THE PROBLEM
Write out every line of the entries below as a JSON list of strings, one string per line, with blank lines left out.

DATA ENTRIES
----

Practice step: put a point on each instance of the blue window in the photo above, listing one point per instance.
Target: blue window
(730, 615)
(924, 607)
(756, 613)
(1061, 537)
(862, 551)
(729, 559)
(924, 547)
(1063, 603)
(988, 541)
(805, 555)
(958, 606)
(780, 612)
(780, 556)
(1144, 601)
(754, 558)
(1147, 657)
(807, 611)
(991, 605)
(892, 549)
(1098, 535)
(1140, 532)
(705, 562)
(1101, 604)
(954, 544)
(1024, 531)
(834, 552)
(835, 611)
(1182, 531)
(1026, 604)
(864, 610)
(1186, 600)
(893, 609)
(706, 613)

----

COMPLETE RESPONSE
[
  "Practice step: put a point on each instance of the blue window in the photo above, listing one point per instance.",
  "Target: blue window",
  "(730, 615)",
  "(924, 607)",
  "(756, 613)",
  "(1061, 537)",
  "(862, 551)",
  "(729, 559)",
  "(924, 547)",
  "(1063, 603)",
  "(988, 541)",
  "(805, 555)",
  "(958, 606)",
  "(780, 612)",
  "(780, 556)",
  "(1144, 601)",
  "(754, 558)",
  "(1147, 657)",
  "(807, 611)",
  "(991, 605)",
  "(892, 549)",
  "(1098, 535)",
  "(1140, 532)",
  "(705, 562)",
  "(1101, 604)",
  "(954, 544)",
  "(1024, 531)",
  "(834, 552)",
  "(835, 611)",
  "(1182, 531)",
  "(1026, 604)",
  "(864, 610)",
  "(1186, 600)",
  "(893, 609)",
  "(706, 613)"
]